───── Given text

March 2014 marked the third anniversary of my daughter Queah’s (pronounced Quaya) death. Like so many of you who have lost people close to you, I have spent the last three years trying to find ways to properly honor her. She had the ability to touch people in positive ways. There’s part of me that wants people to know that her life had meaning. I am sure you can relate to that.
The first death anniversary I was mostly in shock – still in disbelief that she was gone. In fact, I was expecting her to walk in the door at any time and say “Mom, I’m sorry I left”. That first year I simply gave a donation in her name to a charity. The second anniversary I vowed to do something I thought was really meaningful. Before she died she wore wigs to compensate for what chemotherapy had done to her hair. So that year I went out and bought several wigs and donated them in her name to a local hospital. While many of my friends said it was a wonderful thing to do – I did not get the feeling I was hoping for – especially since the hospital had a stockpile of wigs already. Little did I know they had all shapes, sizes, colors, textures, lengths – you name it – they had it. I drove away from the hospital that day feeling so defeated.
I remember when we first found out Queah had colon cancer. She forced me – and I do mean forced – to do a couple of TV news stories on her and her battle. I thought it was way too personal but I reluctantly agreed. I honestly didn’t have much of a choice – she was never the type to take “no” for an answer. She believed it was imperative to warn young people – those in their 20’s to not be fooled that colon cancer is only a disease for older people. She wanted me to use her as the example. Looking back, she was right considering she was misdiagnosed a couple of times and when the cancer was finally recognized in the late stages doctors were surprised by her young age – barely 27. Even during some of her sickest moments she would tell people young and old not to be afraid to get screened.
Months ago I went to Austin Kellerman, my news director at Fox16 and asked if we could do a series of stories on colon cancer in March. I thought it would be a good time to educated people to the signs, symptoms and dangers of the disease. And yes – also a good time to remind people that my little girl was diagnosed so very young with no known family history. I also thought it would be a good time to let people to know that I am beginning to see many others under the age of 50 – when most medical insurance will pay for screening – getting this disease. As we talked about it, Austin suggested maybe we could do news stories and much more to raise awareness. He was right.

──────────
───── Data to examine

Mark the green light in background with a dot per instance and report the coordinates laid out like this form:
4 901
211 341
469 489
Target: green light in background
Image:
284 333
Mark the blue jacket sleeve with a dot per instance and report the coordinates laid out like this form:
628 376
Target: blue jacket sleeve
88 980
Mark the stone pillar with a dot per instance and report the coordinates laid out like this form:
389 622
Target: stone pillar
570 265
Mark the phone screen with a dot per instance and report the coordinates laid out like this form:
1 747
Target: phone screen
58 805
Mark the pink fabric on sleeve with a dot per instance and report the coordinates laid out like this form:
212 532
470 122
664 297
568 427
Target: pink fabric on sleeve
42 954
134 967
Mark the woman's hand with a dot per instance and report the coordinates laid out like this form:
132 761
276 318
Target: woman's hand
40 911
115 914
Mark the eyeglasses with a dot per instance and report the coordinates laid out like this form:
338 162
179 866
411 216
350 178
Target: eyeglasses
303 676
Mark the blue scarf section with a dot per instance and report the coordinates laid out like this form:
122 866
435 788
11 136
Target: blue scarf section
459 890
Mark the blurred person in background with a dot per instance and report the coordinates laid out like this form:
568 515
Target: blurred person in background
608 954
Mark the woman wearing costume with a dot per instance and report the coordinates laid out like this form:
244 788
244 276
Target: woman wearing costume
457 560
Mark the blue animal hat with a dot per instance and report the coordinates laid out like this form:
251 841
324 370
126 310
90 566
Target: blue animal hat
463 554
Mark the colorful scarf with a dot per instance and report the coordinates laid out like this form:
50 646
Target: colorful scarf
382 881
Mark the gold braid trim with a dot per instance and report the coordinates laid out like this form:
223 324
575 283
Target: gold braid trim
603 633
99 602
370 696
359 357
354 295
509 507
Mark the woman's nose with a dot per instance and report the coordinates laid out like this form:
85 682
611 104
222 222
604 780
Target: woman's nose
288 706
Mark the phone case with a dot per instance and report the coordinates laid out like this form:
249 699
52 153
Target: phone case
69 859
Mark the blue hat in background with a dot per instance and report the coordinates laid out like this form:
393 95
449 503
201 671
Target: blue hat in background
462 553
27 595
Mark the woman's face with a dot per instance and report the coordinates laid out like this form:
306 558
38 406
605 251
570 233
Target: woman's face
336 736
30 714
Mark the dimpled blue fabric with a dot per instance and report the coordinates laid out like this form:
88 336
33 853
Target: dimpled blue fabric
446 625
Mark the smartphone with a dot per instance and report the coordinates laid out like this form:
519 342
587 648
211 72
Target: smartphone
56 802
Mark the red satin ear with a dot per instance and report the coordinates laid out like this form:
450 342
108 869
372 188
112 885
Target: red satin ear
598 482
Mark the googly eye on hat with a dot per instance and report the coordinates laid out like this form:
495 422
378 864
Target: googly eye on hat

──────────

_What needs to be done_
Set down, word for word, the part of the passage about Queah above, starting at "Months ago I" and ending at "He was right.".

_Your solution_
Months ago I went to Austin Kellerman, my news director at Fox16 and asked if we could do a series of stories on colon cancer in March. I thought it would be a good time to educated people to the signs, symptoms and dangers of the disease. And yes – also a good time to remind people that my little girl was diagnosed so very young with no known family history. I also thought it would be a good time to let people to know that I am beginning to see many others under the age of 50 – when most medical insurance will pay for screening – getting this disease. As we talked about it, Austin suggested maybe we could do news stories and much more to raise awareness. He was right.